→ EXERCISE: Starting at the first line of the entries and ending at the line that holds "pixel 143 318", write those lines out again with "crash barrier" swapped for "guardrail" and nothing else changed.

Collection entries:
------

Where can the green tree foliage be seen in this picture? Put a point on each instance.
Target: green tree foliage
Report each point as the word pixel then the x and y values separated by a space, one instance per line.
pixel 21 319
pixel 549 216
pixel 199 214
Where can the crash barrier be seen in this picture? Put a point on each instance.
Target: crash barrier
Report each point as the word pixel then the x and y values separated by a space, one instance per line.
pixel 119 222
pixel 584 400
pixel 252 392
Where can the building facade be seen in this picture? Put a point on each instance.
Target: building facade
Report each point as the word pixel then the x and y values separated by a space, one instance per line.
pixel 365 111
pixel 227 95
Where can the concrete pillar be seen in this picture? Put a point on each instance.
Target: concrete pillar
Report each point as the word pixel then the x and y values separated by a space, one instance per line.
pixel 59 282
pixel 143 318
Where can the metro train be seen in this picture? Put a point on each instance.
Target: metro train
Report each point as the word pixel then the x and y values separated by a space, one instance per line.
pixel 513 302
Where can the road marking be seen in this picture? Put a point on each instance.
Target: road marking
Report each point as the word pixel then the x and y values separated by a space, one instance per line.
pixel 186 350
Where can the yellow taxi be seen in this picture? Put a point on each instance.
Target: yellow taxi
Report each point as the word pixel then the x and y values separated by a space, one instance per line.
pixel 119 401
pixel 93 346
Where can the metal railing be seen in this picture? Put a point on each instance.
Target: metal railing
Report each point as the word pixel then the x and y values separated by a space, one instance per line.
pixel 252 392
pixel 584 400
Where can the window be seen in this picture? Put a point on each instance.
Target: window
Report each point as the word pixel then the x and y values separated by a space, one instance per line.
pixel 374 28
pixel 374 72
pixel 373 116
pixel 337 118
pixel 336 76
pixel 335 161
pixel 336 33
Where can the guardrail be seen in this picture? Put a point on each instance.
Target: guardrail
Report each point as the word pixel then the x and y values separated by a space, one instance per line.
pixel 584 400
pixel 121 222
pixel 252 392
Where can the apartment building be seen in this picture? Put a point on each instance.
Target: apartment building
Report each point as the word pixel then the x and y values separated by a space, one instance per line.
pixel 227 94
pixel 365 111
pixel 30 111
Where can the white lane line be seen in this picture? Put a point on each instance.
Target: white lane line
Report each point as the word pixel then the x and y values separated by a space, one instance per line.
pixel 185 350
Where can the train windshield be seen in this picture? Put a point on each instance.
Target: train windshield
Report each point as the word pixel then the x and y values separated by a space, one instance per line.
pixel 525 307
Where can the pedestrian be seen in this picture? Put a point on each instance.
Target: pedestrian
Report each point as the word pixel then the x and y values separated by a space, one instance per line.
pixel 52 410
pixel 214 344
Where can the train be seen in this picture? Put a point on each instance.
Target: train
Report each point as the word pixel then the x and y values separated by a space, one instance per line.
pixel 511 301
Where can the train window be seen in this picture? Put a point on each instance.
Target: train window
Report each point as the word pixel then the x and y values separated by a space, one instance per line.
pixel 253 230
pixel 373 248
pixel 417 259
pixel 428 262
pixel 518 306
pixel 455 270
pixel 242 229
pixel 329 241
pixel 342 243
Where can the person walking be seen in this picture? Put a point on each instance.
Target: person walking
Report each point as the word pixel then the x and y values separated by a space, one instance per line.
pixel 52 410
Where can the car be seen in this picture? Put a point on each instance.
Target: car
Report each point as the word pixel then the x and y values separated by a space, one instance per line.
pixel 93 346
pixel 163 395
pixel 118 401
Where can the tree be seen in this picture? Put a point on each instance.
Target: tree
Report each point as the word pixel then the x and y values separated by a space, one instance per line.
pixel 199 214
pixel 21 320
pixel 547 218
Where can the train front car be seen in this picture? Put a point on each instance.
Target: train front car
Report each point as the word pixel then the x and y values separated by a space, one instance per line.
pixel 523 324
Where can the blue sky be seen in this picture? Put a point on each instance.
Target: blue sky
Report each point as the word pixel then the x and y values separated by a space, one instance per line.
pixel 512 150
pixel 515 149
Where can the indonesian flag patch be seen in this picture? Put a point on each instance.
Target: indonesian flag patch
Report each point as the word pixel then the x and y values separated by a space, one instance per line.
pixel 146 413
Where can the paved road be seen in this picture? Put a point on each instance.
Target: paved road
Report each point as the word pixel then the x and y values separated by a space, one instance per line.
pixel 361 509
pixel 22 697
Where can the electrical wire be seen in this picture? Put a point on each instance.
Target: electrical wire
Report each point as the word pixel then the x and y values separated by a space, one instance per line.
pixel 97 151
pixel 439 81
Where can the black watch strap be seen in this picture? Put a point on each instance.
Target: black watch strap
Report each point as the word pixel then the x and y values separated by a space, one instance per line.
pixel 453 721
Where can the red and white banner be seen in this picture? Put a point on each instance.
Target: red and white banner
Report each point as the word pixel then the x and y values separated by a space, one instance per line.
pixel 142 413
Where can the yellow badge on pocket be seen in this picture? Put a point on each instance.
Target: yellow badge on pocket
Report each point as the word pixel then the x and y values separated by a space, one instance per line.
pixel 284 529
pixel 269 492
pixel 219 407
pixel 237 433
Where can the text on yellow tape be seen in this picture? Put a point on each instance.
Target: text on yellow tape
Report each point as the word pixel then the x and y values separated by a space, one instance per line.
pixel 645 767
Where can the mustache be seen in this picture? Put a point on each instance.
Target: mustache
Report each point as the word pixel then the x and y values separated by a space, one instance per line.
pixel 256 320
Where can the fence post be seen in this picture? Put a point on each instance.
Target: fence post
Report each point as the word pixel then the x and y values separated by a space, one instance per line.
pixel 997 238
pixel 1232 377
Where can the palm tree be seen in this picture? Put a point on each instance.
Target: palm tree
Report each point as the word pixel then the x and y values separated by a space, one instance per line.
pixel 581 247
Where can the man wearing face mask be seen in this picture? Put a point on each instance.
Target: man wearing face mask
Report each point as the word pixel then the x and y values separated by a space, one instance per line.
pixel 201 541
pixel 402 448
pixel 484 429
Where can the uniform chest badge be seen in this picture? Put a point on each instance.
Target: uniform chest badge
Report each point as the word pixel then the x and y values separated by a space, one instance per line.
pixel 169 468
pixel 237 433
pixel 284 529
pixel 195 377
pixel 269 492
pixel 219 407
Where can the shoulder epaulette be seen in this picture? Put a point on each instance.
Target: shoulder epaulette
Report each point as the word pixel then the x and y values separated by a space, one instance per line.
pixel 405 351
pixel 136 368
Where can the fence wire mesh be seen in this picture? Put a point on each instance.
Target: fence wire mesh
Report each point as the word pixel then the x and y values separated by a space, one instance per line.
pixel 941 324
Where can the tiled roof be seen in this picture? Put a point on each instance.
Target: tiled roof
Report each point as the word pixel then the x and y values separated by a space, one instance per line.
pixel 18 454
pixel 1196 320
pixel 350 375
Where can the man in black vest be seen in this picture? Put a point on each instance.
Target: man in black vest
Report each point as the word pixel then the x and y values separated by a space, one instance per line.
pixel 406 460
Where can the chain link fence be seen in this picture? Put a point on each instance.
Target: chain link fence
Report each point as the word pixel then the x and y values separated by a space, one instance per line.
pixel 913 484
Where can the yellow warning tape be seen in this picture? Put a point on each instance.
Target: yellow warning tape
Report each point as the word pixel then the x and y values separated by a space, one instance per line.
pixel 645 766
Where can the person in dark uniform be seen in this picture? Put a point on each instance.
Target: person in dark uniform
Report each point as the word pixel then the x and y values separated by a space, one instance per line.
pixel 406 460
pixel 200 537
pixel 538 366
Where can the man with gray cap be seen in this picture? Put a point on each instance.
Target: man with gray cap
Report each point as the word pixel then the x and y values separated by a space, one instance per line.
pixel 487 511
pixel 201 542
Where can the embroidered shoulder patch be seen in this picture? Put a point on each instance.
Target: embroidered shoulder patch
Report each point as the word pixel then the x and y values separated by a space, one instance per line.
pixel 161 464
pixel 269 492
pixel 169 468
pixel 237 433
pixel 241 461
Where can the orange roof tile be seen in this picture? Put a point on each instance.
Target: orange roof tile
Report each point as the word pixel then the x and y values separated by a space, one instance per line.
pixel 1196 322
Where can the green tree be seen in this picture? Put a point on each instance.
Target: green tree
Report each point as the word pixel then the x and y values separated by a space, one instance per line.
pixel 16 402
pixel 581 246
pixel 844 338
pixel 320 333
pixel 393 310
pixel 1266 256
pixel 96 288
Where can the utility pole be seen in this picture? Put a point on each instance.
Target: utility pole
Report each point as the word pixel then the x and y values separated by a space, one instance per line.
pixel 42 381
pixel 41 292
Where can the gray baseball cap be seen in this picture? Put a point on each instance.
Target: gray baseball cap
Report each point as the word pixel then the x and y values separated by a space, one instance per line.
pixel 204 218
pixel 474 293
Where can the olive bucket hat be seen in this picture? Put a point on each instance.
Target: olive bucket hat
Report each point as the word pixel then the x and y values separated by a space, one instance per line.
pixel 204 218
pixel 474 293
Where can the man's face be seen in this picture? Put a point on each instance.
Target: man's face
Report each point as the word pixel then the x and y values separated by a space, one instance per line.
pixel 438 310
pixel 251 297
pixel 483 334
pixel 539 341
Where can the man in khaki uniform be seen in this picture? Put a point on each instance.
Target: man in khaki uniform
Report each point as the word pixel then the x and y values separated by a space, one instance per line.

------

→ ANSWER TO THIS EXERCISE:
Where can the green tree foliage be seen in this picture? Put a point on each instance.
Target: green tree foliage
Report each point as the word pixel then the x and y values separated by a space, one instance per line.
pixel 21 319
pixel 549 216
pixel 199 214
Where can the guardrail be seen in this picture? Put a point on each instance.
Target: guardrail
Report each point as the word pixel then the x and y values separated by a space, one instance per line.
pixel 119 222
pixel 584 400
pixel 252 392
Where can the building facade be seen in this picture? Put a point on each instance.
Target: building facade
Report each point as the word pixel then the x and y values separated by a space, one instance per line.
pixel 365 111
pixel 227 95
Where can the concrete pillar be seen in this picture? Put a point on each instance.
Target: concrete pillar
Report each point as the word pixel then the x and y values separated by a space, one instance per line.
pixel 59 282
pixel 143 318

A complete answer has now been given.